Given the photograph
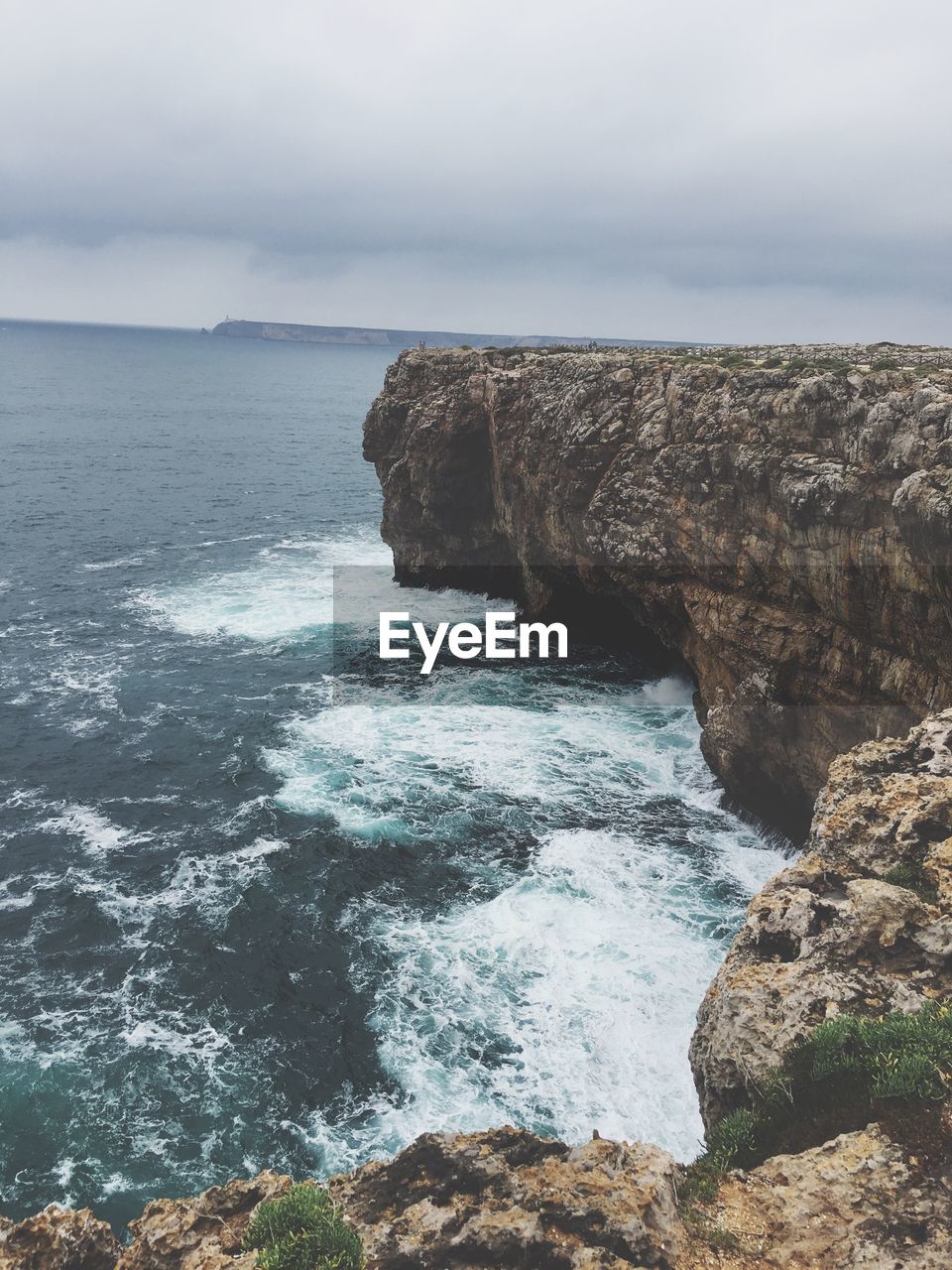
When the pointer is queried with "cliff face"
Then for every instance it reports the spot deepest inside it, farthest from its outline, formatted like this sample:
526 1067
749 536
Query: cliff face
841 931
787 531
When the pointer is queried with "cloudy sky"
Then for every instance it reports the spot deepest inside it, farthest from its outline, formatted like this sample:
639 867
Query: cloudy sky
682 169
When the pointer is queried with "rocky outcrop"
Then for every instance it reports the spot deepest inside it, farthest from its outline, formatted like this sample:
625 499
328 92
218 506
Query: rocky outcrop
860 1201
199 1233
58 1238
515 1202
835 933
787 530
509 1199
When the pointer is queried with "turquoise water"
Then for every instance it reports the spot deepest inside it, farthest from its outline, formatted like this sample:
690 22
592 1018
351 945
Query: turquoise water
253 916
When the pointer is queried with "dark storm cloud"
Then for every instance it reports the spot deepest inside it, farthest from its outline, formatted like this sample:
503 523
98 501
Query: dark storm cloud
707 159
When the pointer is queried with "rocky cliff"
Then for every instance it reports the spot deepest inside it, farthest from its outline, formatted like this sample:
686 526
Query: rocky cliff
784 529
819 611
832 935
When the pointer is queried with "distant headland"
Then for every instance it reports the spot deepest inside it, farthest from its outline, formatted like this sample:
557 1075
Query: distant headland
298 333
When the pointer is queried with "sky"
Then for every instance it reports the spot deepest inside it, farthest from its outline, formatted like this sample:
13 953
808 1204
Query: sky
678 169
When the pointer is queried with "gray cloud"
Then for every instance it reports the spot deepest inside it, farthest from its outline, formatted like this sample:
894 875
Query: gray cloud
692 171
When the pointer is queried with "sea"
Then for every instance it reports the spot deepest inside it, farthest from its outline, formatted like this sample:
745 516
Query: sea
250 921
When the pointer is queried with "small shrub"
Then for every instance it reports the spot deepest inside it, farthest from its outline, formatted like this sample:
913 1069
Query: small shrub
835 1080
912 878
303 1230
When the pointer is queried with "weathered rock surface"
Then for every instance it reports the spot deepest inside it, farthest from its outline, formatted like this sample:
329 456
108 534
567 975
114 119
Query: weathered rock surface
58 1238
860 1201
203 1232
509 1199
829 934
788 532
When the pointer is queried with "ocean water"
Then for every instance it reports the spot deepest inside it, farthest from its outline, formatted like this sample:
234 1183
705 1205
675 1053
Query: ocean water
253 916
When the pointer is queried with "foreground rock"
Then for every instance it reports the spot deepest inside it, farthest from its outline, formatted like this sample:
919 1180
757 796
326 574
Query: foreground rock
509 1199
829 934
785 530
860 1201
58 1238
199 1233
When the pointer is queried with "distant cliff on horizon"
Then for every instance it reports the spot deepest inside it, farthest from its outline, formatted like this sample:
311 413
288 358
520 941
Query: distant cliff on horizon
298 333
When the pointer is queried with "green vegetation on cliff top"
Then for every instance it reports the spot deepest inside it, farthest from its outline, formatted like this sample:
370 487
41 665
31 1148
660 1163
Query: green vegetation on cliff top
843 1075
303 1230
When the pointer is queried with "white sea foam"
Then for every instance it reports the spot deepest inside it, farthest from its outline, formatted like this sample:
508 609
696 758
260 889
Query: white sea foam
385 763
284 594
96 832
119 563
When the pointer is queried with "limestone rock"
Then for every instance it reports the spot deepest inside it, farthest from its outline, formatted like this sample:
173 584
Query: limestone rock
857 1202
829 934
58 1238
203 1232
784 531
509 1199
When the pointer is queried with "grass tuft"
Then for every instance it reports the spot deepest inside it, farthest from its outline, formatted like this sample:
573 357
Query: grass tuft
839 1078
912 878
303 1230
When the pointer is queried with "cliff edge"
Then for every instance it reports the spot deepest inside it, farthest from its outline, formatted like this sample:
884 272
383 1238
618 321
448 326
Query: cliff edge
783 524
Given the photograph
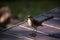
=======
#### Task brief:
Reproduce the listing exactly. Leave its pictures out.

#### Result for this exercise:
Given the photograph
When the pointer is queried with "cliff face"
Then for every instance it reports the spot deepest inside it, farthest from its outline, formatted like this sample:
526 1067
749 536
Query: cliff face
841 931
787 531
When the pointer is queried with "cloudy sky"
Then for every instance it reports the spot deepest inside it, farthest from its outline, formatted like this sample:
639 867
Query: cloudy sky
682 169
When the pointer is queried with "rocky outcrop"
Then for every instance it reports the spot deepest inside it, farthest from its outline, formatted like this sample:
625 499
328 92
218 506
Query: rocky outcrop
860 1201
199 1233
58 1238
515 1202
835 933
787 530
509 1199
When the pointer is queried with "turquoise water"
Then for every instance it reports the spot deepest inside it, farthest from its outline, formatted like this sample:
690 22
592 1018
351 945
Query: turquoise water
253 916
When the pointer is queried with "dark storm cloud"
Then for every instance it reports the spot deepest inside it, farthest from its outline, formatted like this sample:
503 523
98 501
Query: dark storm cloud
707 159
When the pointer is queried with "rocky cliff"
Then for every instance it reports the spot deepest inside it, farthest from its outline, formatted like this sample:
686 526
Query: rocky cliff
784 529
819 611
832 935
When the pointer is queried with "distant headland"
Then for every instance it reports the spot deepest inside it, farthest from its outline, formatted like this sample:
557 1075
Query: distant headland
298 333
When the pointer is queried with "sky"
Then for every instance it reports the spot deepest inside it, farthest from its outline, formatted like this sample:
13 953
808 1204
Query: sky
678 169
When the pointer is queried with "gray cloud"
Then for every instance it reports the spot deepest inside it, farthest from its outline, formatted like this sample:
894 875
Query: gray cloud
692 171
When the pointer is queried with "sea"
Then for every instance it reports the spot deepest inside it, farthest from its outline, formatted like this sample:
745 516
Query: sea
250 921
When the pointer is queried with "small shrub"
Then for every instance it reports the spot deepest inside it, farthest from its outline, formatted like this sample:
913 1069
Query: small shrub
835 1080
912 878
303 1230
When the pointer is queried with "weathered rock surface"
Then for every instance it reports the spot deepest inside it, farthest from its outline, formatted like this sample:
329 456
108 534
567 975
114 119
Query: weathered rock surface
58 1238
860 1201
203 1232
509 1199
829 934
788 532
When the pointer is queried with "ocean water"
Then for every instance it reports the spot deepest inside it, farthest from its outline, formatted like this sample:
234 1183
705 1205
675 1053
Query: ocean water
253 916
When the pointer is queried with "foreground rock"
Then for every instance it reports the spot deepest inside it, farthest from its outline, formatted like this sample:
919 1180
757 796
326 574
Query: foreground rock
509 1199
829 934
785 530
860 1201
58 1238
199 1233
When the pointer is queried with "distant cliff on horizon"
Then for every instance it reports the spot deepest inside it, farthest from its outline, formatted like this sample:
311 413
288 358
520 941
Query: distant cliff on horizon
298 333
When the pointer is queried with "green vegetation on cliff top"
Then for every instance it reports the spot deepest inside it, farthest from its outline, formatted like this sample:
370 487
41 665
31 1148
660 1163
Query: green vegetation on cliff top
843 1075
303 1230
When the pointer is queried with "white sea foam"
Then for every instance it reports the spot deepest inside it, farthest from its outline, formatted like this sample:
508 609
696 758
260 889
Query: white sea foam
385 763
284 594
96 832
119 563
When the pointer is queried with "limestone rock"
Then for every instance it reports the spot deepest inside it, farthest from its outline, formatted like this sample:
173 584
Query: limestone rock
857 1202
829 934
58 1238
203 1232
784 531
509 1199
When the pointer is queried with "grass tuft"
Then for every instance it reports the spot deepest inside it, farthest from its outline, formatted like this sample:
573 357
Query: grass tuft
839 1078
912 878
303 1230
When the pointer is queried with "cliff edge"
Then for every instance it reports the spot deepest inside it, farthest from its outline, formatted like this sample:
884 272
383 1238
618 321
448 326
Query: cliff edge
783 524
Given the photograph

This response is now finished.